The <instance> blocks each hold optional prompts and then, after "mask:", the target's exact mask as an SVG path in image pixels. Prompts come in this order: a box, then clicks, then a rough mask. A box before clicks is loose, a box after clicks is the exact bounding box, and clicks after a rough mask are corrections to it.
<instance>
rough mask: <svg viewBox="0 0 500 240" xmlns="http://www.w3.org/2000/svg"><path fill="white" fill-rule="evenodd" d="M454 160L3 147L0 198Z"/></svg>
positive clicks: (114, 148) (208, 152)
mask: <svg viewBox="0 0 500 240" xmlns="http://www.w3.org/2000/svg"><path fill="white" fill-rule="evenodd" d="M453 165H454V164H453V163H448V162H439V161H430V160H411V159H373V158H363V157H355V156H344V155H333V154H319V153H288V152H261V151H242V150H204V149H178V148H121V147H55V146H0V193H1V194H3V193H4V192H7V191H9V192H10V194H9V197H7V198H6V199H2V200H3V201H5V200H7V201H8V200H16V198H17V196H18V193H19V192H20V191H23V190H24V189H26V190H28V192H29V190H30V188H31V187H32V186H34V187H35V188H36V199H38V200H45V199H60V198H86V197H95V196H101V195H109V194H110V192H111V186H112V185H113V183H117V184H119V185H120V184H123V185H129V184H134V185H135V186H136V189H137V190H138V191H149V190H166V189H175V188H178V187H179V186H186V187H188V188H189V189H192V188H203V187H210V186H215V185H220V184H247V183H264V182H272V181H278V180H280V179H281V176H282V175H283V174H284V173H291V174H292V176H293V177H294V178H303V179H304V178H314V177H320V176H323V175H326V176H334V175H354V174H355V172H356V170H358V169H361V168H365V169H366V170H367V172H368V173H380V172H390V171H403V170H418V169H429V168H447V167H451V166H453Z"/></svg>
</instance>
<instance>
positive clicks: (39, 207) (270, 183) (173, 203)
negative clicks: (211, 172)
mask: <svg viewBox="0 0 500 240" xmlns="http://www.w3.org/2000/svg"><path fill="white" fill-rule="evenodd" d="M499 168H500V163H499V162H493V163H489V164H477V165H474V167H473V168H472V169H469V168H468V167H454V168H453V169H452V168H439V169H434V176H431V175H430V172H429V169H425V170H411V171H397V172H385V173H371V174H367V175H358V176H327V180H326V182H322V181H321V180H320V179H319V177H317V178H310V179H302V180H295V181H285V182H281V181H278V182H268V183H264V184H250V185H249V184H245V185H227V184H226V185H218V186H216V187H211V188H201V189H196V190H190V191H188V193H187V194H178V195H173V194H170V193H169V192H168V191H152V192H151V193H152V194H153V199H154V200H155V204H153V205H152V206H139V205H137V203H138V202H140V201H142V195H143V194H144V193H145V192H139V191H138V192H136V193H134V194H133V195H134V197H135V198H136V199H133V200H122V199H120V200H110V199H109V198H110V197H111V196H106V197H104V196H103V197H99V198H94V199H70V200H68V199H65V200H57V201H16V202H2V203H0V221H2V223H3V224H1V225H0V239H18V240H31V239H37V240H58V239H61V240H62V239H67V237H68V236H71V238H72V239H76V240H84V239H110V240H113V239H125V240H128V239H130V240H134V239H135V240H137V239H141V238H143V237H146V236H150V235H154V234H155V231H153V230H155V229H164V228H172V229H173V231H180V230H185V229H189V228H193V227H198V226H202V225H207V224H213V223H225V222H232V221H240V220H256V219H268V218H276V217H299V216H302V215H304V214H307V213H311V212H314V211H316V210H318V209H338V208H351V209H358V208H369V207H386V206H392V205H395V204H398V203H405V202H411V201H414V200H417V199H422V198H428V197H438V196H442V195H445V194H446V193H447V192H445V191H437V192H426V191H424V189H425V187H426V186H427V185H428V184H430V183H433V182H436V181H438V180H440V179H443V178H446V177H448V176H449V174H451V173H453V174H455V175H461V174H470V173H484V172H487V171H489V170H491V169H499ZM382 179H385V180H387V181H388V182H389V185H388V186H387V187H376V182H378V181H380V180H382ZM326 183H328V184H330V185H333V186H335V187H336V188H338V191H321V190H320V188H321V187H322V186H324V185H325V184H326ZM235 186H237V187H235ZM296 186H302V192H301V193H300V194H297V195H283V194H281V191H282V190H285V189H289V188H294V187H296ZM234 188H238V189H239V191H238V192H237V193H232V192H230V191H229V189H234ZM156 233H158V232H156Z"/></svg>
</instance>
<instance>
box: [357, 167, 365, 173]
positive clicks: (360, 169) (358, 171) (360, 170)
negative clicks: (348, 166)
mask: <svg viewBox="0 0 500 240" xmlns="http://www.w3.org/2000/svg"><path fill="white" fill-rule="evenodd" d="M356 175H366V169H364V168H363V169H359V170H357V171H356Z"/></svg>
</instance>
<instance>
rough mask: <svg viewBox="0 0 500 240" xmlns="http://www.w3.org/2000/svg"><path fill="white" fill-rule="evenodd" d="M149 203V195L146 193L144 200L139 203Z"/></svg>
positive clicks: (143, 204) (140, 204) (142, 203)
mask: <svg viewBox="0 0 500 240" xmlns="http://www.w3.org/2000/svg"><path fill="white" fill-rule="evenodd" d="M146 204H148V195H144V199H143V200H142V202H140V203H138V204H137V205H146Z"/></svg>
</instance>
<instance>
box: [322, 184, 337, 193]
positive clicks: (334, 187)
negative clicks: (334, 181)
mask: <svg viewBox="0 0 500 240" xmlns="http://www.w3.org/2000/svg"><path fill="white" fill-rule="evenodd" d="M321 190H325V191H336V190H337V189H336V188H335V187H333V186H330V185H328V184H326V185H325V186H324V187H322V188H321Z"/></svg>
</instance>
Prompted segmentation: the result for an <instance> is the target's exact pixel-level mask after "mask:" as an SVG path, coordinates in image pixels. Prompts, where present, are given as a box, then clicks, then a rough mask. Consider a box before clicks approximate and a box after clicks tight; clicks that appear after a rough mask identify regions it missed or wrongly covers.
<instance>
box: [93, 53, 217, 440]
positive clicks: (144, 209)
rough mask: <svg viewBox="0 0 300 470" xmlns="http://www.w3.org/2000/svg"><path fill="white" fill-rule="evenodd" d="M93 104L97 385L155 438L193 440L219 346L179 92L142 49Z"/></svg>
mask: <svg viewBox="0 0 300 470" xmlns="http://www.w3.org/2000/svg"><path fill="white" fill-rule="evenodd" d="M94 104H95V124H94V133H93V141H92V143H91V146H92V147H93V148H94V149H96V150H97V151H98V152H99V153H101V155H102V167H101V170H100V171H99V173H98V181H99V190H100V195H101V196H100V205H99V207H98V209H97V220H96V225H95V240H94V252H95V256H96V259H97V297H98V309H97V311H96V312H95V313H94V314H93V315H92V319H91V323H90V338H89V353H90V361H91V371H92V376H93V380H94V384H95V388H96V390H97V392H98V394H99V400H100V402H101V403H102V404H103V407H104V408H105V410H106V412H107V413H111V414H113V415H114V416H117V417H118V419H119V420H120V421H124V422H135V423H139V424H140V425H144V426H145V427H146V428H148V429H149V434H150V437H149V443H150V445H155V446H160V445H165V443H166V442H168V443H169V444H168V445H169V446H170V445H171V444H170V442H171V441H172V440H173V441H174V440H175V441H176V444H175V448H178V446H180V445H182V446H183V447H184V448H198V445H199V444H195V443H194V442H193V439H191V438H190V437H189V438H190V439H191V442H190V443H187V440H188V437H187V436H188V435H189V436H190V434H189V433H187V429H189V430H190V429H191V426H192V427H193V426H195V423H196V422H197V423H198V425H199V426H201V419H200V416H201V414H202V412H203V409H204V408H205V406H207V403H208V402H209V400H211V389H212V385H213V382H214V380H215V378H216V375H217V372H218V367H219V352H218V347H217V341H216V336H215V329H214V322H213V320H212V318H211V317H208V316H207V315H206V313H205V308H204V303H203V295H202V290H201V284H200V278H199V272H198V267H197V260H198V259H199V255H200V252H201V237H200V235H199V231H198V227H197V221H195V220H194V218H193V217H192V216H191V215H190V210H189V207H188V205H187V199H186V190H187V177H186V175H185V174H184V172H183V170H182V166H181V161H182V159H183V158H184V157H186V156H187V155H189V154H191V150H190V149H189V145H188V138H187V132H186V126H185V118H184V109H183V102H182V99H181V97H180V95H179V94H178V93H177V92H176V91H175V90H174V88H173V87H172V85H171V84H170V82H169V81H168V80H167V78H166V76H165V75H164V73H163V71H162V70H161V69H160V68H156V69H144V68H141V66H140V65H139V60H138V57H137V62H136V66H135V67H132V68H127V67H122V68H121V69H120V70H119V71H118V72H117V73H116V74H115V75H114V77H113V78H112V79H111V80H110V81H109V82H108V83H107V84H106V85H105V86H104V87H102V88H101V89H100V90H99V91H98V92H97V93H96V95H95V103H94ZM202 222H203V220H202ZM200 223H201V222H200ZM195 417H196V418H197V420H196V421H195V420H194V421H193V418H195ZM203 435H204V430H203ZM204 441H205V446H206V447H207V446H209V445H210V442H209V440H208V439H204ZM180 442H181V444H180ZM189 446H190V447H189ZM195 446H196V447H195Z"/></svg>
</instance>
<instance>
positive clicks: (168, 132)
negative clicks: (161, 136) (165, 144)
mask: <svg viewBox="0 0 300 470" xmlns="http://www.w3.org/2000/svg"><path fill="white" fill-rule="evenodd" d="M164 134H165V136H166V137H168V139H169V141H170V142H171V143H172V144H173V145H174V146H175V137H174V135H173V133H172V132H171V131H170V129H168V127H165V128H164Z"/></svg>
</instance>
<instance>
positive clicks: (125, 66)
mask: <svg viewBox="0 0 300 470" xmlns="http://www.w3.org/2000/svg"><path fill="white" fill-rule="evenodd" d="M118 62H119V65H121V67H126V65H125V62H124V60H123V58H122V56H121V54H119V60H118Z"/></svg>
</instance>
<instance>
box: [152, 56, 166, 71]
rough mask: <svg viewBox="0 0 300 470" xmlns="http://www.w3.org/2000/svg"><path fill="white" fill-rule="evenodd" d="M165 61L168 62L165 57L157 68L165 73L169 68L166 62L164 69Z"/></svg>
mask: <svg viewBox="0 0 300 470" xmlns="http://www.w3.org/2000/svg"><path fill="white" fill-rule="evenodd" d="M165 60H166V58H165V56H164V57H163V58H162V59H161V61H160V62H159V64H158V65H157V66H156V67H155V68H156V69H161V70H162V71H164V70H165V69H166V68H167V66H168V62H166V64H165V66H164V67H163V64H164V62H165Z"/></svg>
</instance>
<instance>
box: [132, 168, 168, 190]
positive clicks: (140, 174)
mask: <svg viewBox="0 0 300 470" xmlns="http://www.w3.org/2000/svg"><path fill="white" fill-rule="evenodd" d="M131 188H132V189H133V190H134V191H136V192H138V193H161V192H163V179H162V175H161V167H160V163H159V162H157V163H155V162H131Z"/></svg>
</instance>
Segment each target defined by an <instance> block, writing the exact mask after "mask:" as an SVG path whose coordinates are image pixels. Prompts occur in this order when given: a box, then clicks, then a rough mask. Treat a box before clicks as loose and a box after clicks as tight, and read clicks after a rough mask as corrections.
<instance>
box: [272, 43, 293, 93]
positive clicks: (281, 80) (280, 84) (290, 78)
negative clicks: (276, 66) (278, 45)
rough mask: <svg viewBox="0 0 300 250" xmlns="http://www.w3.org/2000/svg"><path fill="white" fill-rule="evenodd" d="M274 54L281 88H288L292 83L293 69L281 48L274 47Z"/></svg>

• • • •

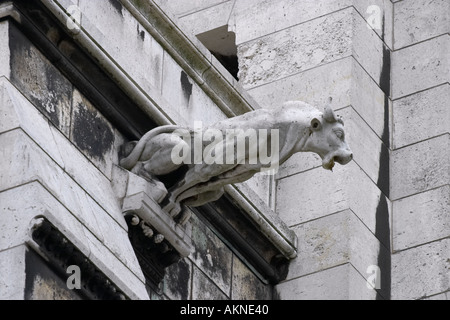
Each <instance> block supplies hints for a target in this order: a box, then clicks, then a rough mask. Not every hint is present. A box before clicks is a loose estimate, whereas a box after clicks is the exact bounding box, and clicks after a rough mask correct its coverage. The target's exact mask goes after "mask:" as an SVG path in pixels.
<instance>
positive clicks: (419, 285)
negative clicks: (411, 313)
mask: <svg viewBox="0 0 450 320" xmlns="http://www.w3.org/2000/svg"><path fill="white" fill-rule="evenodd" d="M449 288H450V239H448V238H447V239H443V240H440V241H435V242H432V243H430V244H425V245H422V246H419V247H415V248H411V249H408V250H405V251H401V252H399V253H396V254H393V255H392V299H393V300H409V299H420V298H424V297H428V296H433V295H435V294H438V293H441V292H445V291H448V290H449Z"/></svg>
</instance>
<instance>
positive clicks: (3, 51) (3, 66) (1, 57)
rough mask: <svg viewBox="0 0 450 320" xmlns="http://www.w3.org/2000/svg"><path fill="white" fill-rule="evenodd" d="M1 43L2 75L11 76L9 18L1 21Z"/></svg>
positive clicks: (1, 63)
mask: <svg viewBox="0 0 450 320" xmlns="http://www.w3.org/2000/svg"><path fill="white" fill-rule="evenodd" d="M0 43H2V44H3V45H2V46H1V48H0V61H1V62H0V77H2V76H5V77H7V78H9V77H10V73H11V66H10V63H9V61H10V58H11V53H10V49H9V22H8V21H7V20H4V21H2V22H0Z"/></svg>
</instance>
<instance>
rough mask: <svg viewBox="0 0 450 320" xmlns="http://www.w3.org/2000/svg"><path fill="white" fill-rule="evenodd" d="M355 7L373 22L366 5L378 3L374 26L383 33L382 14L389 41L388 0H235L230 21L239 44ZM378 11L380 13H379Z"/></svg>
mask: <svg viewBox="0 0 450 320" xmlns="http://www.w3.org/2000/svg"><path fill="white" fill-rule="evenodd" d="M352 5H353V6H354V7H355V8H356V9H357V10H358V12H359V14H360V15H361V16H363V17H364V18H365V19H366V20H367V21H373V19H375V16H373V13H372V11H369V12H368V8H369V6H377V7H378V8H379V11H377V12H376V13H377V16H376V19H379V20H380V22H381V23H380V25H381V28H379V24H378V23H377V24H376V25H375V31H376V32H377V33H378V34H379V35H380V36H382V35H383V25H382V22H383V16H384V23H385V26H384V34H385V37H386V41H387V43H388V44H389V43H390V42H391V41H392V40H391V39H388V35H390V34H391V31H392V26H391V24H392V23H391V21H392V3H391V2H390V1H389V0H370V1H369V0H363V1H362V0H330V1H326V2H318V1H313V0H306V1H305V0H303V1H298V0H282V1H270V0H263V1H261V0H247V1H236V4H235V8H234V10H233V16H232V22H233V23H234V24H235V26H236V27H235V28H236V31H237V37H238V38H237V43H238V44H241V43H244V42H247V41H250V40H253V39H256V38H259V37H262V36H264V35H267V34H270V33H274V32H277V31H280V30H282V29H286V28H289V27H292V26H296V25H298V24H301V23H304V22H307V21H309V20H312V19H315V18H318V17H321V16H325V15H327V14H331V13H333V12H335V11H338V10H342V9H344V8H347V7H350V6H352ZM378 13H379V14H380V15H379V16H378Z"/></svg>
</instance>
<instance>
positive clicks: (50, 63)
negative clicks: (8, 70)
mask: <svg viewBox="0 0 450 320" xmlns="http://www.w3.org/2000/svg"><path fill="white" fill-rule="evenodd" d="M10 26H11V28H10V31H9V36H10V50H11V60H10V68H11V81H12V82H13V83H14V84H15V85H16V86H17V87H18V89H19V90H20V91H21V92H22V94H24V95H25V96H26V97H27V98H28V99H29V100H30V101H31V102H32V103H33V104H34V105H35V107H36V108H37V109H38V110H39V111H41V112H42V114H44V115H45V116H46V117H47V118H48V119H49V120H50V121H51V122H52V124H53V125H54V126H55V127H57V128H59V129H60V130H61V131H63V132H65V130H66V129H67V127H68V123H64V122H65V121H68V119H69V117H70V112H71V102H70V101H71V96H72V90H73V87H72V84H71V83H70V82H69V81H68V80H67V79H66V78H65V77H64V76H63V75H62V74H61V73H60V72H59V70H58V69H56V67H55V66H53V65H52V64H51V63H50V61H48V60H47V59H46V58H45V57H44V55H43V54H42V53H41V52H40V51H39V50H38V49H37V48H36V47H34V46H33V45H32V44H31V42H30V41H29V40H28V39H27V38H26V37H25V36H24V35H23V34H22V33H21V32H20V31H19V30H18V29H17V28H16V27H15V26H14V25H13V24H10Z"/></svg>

• • • •

# Work to complete:
In the listing above, the lines from the one containing "positive clicks: (281, 80)" through the one containing "54L281 88H288L292 83L293" must be set down exactly, with no other lines.

# Answer space:
positive clicks: (281, 80) (280, 84) (290, 78)
negative clicks: (276, 66) (278, 45)
rough mask: <svg viewBox="0 0 300 250" xmlns="http://www.w3.org/2000/svg"><path fill="white" fill-rule="evenodd" d="M274 54L281 88H288L292 83L293 69L281 48L274 47Z"/></svg>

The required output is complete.